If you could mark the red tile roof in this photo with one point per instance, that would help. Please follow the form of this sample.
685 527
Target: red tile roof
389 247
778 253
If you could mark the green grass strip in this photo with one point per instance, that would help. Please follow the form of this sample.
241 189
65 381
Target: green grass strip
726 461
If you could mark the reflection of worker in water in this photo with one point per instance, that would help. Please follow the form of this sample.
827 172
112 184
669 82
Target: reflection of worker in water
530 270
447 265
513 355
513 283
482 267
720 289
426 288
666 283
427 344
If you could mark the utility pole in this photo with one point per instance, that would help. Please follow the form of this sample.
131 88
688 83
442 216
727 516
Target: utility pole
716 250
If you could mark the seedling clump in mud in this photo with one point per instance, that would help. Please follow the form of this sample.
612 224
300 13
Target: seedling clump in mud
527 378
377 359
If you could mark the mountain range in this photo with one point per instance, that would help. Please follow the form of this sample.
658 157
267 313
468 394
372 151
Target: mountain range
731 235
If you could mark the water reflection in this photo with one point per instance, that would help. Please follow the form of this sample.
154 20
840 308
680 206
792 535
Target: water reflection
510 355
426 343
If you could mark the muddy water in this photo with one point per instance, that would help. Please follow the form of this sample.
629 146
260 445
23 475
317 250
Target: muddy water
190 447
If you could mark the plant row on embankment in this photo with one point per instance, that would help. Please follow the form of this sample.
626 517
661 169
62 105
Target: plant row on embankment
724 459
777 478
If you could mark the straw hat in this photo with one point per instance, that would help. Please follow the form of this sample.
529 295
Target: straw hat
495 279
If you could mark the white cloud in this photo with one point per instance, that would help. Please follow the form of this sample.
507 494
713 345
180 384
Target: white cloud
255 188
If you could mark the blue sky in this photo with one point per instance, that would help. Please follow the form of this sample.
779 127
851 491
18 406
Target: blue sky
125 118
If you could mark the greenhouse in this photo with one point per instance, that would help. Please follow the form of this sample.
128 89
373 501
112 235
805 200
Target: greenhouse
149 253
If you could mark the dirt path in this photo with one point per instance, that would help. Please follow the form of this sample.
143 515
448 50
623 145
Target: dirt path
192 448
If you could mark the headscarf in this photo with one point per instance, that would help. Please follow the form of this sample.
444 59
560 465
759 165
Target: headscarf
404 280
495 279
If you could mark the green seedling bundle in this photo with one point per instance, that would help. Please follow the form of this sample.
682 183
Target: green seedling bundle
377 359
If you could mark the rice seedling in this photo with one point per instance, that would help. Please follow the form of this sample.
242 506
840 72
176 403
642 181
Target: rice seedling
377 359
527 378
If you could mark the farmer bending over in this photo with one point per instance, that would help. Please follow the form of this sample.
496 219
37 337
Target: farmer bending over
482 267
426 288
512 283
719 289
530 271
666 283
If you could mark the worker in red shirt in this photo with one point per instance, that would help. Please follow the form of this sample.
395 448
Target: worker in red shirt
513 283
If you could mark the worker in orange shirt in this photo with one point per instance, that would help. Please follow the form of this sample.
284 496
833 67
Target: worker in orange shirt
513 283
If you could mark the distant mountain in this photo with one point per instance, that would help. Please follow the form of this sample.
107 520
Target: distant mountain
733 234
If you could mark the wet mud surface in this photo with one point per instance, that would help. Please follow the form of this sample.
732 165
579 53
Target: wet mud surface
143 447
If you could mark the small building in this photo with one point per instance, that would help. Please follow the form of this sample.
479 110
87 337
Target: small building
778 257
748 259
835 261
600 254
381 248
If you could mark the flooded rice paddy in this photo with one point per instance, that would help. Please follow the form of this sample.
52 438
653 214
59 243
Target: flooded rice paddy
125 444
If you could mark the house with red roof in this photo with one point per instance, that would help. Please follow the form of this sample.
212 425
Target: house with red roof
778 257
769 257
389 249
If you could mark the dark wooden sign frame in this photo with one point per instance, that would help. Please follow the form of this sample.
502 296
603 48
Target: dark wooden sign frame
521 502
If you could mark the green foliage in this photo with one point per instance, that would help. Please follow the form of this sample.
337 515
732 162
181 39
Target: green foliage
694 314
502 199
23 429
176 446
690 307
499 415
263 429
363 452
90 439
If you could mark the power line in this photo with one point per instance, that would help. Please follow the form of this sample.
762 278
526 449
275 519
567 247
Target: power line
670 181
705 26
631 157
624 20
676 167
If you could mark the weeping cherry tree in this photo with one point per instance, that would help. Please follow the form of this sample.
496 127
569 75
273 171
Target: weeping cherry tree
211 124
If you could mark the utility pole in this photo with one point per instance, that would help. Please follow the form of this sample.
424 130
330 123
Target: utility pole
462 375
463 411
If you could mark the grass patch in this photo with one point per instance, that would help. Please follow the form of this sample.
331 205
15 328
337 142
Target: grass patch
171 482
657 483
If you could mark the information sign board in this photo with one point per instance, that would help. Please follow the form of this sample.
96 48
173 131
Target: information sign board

============================================================

**WHAT IS NEEDED**: Wherever the word "board" appears in the listing above, copy that line.

**PROBLEM SOLUTION**:
If you could mark the information sign board in this photo with one point per instance, that would help. Please follow the form of this sample.
Target: information sign board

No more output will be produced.